» **Task brief**: Please pull out every line below that contains the word "advertising", copying each one in full.

» **Stored rows**:
START
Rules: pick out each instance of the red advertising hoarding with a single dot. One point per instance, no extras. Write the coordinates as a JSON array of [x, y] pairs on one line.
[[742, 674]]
END
START
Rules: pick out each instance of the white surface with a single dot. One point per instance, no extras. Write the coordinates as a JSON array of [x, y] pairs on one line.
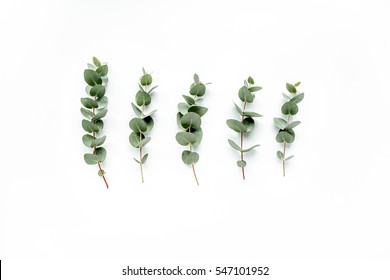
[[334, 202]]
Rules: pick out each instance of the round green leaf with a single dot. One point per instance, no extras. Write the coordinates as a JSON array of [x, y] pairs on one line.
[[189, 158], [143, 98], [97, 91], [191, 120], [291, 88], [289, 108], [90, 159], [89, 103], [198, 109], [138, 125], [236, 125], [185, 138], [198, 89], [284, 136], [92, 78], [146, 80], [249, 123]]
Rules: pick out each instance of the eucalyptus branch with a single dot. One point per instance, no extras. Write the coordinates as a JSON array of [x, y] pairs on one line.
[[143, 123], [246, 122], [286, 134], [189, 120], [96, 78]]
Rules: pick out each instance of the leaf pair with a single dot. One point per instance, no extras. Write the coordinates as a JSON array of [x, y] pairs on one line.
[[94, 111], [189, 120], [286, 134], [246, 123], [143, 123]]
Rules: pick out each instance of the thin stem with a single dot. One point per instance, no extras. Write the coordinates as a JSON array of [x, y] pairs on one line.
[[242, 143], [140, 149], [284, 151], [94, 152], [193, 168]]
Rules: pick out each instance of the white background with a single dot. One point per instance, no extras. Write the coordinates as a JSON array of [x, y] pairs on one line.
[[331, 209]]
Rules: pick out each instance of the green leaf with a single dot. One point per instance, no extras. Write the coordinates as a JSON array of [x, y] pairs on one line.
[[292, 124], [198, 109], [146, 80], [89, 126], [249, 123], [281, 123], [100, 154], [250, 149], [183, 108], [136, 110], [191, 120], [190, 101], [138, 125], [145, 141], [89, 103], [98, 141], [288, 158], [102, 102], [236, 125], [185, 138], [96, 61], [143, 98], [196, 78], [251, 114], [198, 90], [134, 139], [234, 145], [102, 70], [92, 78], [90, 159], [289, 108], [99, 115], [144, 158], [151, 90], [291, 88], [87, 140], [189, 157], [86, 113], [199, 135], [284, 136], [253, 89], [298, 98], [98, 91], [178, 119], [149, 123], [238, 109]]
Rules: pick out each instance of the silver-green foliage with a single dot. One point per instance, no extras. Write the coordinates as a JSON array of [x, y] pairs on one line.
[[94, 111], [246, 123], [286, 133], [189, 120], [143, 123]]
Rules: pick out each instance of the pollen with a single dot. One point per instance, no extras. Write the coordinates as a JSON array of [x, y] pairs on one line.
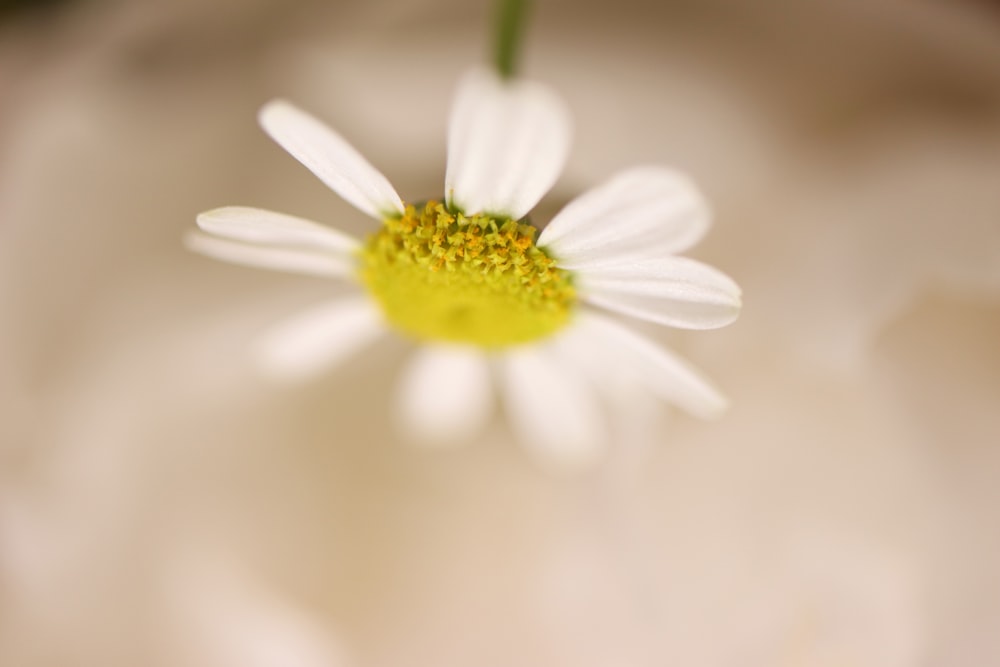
END
» **Exercise response**:
Rules: pick out each instance of the red advertising hoarding with a single dot. One point per instance, no extras. Write the coordinates as a JSON array of [x, y] pairs on one line.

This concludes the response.